Exercise material below:

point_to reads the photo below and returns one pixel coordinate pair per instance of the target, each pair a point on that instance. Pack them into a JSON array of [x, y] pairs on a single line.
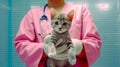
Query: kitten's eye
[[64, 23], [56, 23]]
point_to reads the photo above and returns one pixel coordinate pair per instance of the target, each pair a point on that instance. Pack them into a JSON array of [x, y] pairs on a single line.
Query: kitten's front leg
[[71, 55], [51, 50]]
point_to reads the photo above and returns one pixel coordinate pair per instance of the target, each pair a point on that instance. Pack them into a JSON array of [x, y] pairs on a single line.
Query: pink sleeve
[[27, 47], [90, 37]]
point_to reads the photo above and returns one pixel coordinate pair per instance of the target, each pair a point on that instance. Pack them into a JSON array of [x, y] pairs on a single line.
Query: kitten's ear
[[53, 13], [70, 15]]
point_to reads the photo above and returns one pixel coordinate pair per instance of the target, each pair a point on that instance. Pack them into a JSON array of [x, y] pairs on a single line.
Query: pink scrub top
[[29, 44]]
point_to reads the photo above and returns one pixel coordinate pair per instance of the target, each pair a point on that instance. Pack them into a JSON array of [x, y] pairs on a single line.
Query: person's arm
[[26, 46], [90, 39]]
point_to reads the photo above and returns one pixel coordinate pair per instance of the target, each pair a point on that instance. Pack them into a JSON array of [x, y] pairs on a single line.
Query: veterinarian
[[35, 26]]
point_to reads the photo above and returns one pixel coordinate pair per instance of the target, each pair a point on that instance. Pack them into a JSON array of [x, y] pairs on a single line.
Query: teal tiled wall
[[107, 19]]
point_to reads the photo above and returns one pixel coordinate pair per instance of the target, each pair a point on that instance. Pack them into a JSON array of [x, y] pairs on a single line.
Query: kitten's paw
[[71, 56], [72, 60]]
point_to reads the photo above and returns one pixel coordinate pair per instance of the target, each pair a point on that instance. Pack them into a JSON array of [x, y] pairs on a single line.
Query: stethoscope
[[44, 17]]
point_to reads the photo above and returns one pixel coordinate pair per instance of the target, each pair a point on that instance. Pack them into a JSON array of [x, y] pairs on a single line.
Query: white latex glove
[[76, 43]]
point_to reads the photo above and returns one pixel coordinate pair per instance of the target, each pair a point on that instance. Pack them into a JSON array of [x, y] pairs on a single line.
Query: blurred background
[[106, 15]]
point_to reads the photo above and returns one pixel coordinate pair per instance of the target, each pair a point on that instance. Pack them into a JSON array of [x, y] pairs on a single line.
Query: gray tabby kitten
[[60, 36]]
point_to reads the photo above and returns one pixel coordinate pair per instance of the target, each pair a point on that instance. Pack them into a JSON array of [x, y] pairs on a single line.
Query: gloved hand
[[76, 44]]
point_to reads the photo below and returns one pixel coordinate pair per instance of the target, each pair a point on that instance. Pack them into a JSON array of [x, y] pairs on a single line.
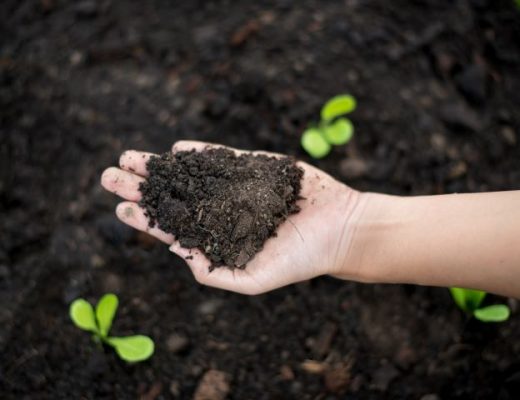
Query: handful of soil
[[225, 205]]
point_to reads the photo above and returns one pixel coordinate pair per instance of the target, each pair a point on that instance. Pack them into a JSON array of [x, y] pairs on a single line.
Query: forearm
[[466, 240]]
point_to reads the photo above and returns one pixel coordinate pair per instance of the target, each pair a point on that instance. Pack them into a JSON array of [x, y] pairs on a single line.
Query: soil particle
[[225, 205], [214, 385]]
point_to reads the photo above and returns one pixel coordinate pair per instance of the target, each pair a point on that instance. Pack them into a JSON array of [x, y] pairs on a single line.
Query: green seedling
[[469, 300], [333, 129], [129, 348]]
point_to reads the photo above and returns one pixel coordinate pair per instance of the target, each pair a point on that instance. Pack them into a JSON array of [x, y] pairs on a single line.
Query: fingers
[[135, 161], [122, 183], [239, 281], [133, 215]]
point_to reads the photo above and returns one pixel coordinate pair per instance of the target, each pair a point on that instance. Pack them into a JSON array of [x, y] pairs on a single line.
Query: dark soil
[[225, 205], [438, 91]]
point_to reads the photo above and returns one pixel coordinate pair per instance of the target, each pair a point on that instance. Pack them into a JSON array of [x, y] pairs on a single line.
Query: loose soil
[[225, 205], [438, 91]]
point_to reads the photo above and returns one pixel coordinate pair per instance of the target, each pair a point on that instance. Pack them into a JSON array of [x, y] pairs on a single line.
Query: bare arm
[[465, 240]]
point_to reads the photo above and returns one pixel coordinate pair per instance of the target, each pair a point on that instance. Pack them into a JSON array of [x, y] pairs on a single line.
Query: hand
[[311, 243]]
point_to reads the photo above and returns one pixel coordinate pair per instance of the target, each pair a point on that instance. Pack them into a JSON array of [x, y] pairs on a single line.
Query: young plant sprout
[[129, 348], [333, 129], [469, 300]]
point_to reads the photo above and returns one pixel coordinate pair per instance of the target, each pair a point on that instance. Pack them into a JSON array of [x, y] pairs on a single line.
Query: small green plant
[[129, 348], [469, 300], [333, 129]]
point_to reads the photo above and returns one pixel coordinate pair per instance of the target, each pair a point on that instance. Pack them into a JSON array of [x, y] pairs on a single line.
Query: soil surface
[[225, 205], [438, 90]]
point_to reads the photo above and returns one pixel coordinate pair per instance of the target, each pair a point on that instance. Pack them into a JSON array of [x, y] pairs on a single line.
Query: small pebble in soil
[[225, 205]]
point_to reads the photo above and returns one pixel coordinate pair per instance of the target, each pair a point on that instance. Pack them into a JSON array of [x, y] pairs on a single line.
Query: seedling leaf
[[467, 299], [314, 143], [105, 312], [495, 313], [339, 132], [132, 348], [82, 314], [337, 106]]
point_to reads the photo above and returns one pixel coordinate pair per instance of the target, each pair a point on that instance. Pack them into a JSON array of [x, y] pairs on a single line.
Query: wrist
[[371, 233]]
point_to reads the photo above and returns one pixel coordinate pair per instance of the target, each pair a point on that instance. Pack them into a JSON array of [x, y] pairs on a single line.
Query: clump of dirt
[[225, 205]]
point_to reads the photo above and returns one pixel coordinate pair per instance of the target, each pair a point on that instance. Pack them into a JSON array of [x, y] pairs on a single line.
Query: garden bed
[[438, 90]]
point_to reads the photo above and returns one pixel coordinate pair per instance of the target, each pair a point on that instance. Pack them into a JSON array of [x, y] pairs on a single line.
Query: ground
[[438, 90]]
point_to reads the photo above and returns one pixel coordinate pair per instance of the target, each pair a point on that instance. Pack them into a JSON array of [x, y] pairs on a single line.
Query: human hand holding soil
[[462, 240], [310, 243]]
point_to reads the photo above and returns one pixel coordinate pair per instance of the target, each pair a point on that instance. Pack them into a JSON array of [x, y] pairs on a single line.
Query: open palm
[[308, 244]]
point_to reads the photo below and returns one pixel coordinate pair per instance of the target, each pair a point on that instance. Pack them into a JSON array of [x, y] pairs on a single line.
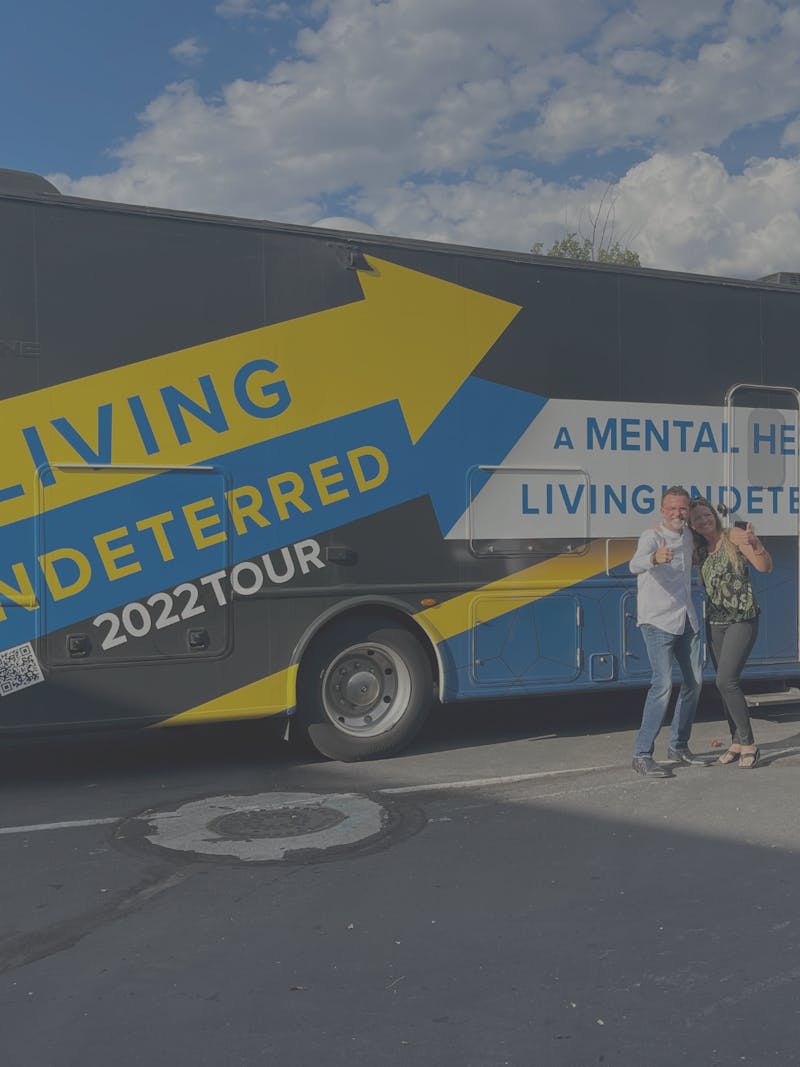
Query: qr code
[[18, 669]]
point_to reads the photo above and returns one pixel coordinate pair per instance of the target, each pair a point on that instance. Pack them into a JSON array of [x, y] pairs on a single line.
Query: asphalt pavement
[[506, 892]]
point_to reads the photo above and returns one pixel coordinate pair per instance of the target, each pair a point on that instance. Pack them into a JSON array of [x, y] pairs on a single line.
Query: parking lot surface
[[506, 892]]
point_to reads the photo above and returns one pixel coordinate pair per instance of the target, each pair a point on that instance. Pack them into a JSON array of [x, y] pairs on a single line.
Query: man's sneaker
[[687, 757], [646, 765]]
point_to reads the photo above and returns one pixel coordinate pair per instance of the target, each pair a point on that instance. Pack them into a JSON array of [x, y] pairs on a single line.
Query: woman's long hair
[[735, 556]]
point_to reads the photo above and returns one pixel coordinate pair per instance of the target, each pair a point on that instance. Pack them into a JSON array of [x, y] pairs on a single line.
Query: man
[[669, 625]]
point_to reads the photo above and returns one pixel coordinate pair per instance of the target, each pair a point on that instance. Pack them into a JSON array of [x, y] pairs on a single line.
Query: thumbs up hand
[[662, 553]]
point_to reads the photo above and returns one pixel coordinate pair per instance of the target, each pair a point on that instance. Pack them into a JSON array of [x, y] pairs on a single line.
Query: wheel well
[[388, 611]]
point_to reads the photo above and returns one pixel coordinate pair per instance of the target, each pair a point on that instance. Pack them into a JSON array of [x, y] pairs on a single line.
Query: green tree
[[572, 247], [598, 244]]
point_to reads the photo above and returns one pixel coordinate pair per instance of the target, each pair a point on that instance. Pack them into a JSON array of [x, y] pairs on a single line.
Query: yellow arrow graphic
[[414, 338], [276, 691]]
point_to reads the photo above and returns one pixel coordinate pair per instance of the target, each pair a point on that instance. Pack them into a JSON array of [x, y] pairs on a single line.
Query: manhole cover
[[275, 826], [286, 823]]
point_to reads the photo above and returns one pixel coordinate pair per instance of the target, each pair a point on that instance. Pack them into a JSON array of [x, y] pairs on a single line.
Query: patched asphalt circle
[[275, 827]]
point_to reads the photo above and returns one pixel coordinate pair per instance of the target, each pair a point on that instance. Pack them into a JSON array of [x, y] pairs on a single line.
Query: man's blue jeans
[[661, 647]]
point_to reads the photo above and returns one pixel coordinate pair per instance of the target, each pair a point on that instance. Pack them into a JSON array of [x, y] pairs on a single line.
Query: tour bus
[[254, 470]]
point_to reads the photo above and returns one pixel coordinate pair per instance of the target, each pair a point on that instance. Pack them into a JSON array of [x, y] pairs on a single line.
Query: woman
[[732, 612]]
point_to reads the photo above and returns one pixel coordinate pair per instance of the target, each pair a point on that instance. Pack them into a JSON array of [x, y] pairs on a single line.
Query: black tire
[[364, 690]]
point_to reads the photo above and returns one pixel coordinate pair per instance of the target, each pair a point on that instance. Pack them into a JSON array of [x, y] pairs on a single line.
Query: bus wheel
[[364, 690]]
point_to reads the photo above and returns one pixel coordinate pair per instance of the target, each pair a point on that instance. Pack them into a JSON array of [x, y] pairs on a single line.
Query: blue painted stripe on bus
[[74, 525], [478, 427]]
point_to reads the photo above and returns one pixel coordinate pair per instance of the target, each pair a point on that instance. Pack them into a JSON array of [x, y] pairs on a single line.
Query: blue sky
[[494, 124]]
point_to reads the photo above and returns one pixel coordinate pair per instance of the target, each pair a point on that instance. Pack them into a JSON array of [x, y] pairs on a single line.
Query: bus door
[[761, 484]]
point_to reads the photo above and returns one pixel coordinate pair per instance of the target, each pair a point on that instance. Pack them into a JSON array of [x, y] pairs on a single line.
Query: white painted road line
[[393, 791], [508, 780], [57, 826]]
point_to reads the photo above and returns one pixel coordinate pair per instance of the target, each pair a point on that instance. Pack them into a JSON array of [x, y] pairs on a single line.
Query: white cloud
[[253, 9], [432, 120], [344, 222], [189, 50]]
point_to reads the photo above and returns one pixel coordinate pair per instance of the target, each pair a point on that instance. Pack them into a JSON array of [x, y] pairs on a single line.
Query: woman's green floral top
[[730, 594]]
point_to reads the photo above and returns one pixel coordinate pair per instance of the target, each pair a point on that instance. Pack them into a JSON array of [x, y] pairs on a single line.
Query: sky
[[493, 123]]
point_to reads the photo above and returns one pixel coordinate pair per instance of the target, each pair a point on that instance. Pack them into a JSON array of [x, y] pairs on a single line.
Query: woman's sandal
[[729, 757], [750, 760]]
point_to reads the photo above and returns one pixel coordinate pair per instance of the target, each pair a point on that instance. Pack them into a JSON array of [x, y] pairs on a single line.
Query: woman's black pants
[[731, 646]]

End of Exercise material.

**Task details**
An exact repeat of the lines from the one containing "Query: white painted road line" through the final line of the entries is the whole answer.

**Reply**
Query: white painted road line
[[393, 791], [508, 780], [57, 826]]
point_to reads the photo above and returns one pixel coordinate pair per instance of the target, each pair a point on that instance. Pack them into a JSON array of [x, y] pairs on a single line.
Query: white cloud
[[253, 9], [432, 120], [344, 222], [189, 50]]
point_to reads the photo above and returns one pixel coordinate pair per instance of the target, each pair a point on that instance. Pack them into a JSON array of [x, y] pairs on a single line.
Query: woman's green floral top
[[730, 594]]
point_to reads the photo above and returns one pixel coordinate pair per instance of the target, each pair a point on that instance. Pack them into a JSON array of [x, y] pairs on a single line.
Query: sky
[[493, 123]]
point_to reads the photo above and returns one pixel coordinate pair per instance of the target, each pair a point on that instance. Pack them into a JSON array of [x, y] pairs on a single line.
Query: woman's sandal
[[729, 757], [750, 760]]
point_to reads the photo above and returns one pixel coordinate pair per instance of the target, each pair a point on that instance. Pack them into a JSON array of [x, y] pairs on a single line.
Query: woman's black pants
[[731, 646]]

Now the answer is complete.